**Objective:** Copy the material below word for word, keeping every line.

**Dataset excerpts:**
──────────────────────────────

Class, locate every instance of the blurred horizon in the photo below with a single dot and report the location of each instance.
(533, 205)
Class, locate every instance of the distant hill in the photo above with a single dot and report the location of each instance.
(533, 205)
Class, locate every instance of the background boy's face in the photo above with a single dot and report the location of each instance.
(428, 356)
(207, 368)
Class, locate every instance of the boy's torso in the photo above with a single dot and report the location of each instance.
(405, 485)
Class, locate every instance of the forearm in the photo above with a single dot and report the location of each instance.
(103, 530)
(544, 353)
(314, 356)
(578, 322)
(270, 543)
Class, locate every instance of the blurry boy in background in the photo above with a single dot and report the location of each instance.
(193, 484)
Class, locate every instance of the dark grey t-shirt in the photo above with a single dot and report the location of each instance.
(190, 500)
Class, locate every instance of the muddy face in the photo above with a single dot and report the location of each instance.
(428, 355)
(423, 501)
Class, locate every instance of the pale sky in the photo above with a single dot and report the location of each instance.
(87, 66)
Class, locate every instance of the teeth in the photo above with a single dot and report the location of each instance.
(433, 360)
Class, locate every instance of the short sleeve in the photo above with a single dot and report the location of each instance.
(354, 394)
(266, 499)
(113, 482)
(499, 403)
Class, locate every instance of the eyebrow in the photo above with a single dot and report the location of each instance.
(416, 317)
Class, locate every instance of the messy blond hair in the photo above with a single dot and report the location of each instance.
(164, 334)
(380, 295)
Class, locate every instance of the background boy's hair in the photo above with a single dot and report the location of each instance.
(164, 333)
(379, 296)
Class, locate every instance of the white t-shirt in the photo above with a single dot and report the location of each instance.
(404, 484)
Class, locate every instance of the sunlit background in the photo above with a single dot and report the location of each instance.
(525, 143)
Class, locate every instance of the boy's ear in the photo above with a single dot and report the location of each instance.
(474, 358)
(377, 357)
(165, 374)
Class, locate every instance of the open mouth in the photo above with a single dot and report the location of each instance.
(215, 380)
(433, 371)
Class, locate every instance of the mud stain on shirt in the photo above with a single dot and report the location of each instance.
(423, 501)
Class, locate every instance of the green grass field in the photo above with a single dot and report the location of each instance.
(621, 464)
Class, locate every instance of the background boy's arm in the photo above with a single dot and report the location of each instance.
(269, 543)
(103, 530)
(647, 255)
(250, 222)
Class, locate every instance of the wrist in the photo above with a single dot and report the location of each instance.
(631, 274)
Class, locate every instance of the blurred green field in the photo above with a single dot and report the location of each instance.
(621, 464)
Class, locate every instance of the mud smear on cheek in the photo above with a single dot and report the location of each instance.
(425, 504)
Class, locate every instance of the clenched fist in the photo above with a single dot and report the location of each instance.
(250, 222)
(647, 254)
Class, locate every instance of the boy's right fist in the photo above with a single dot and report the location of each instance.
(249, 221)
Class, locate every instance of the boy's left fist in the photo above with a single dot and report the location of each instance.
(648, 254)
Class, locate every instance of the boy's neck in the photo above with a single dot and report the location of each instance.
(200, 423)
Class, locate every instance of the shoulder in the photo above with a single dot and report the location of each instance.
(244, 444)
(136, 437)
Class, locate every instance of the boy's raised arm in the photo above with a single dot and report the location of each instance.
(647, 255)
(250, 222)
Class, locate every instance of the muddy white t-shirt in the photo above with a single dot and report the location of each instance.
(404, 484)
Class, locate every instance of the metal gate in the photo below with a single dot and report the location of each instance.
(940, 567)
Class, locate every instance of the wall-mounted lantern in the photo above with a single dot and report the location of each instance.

──────────────────────────────

**Output below:**
Class, locate every instance of the blurred horizon in the photo below with a single dot and report the location of each instance.
(533, 205)
Class, locate every instance of the distant hill in the photo above with a single dot and report the location of each instance.
(533, 205)
Class, locate every instance of the background boy's face in the photo above with a single dot and report the location of each instance.
(428, 356)
(207, 368)
Class, locate every instance of the boy's torso in the photo above with a single dot and report the location of each instance.
(405, 485)
Class, locate every instance of the forearm in the photo above with a single dot and report the location of each instance.
(103, 530)
(544, 353)
(314, 356)
(578, 322)
(270, 543)
Class, locate every instance of the blurry boy in background in the photo above with a single dot and report the location of each instance.
(193, 484)
Class, locate every instance of the dark grey t-shirt in the photo above with a single dot and report the location of each instance.
(190, 500)
Class, locate every instance of the muddy face in the photo above with a single dot and report the location of each instance.
(428, 355)
(423, 501)
Class, locate every instance of the pale sky in the photo above with a single dot and report the location of each instance.
(87, 66)
Class, locate every instance of the teeth in the photo above with a single dot and report the location of each instance.
(433, 360)
Class, locate every instance of the short sleeve in the photo above with a single dot and report the location of each instance.
(354, 394)
(266, 499)
(113, 482)
(499, 403)
Class, locate every instance of the eyebrow in the photo above with a single dot and report the location of each instance.
(416, 317)
Class, locate every instance of the messy blond hair in the photo above with a single dot and report the location of each instance.
(164, 334)
(380, 295)
Class, locate every instance of the background boy's hair in the photo above with a single dot and report the location of each instance.
(164, 333)
(379, 296)
Class, locate every instance of the white t-shirt in the photo above with a single dot and report the location of each instance.
(404, 484)
Class, locate every instance of the sunlit background in the photo above with a single dot and report the location of each instance.
(525, 143)
Class, locate every instance of the boy's ear in the photo above with a single dot and report the location of each instance.
(474, 358)
(377, 357)
(165, 374)
Class, locate every instance of the open mouth in the photo above with a single dot and report the location of each instance.
(215, 380)
(433, 371)
Class, locate every instance of the mud stain on shirt in the photo above with a single dot and report the location of each instance.
(423, 501)
Class, locate every instance of the green grass field in the photo above with a single dot and report the location of each instance.
(621, 464)
Class, locate every instance of the background boy's arm in the photo above with a single dot and report the location of each instance.
(269, 543)
(103, 530)
(647, 255)
(250, 222)
Class, locate every instance of the wrist in the photo above with a single dot and report the location of each instance.
(631, 274)
Class, locate every instance of the blurred green field in the photo above with a single dot and report the location of each instance.
(621, 464)
Class, locate every instance of the mud smear on cheek in the photo above with a single dot and report the location of each instance.
(425, 504)
Class, locate every instance of the clenched fist in the photo above with a single dot and report the location of each instance.
(250, 222)
(647, 254)
Class, locate every instance of the boy's right fist in the photo above with a single dot and report the location of each instance.
(249, 221)
Class, locate every instance of the boy's left fist in the photo above with a single dot and report the location of each instance.
(648, 254)
Class, locate every instance of the boy's neck in the photo above with a single dot and report the location of each instance.
(200, 423)
Class, locate every instance of the shoulder in the photo above with a single dot and report the location of each instance.
(244, 444)
(136, 437)
Class, locate every instance of the boy's raised arm in the photo above with a single dot and report the location of each instance.
(647, 255)
(250, 222)
Class, locate every instance of the muddy white t-shirt in the photo above with a single dot and report the location of each instance.
(404, 484)
Class, locate every instance of the metal gate in the photo below with a single dot and report the location of each instance.
(940, 567)
Class, locate every instance of the wall-mounted lantern in the photo above with a single dot and report the location of each instance.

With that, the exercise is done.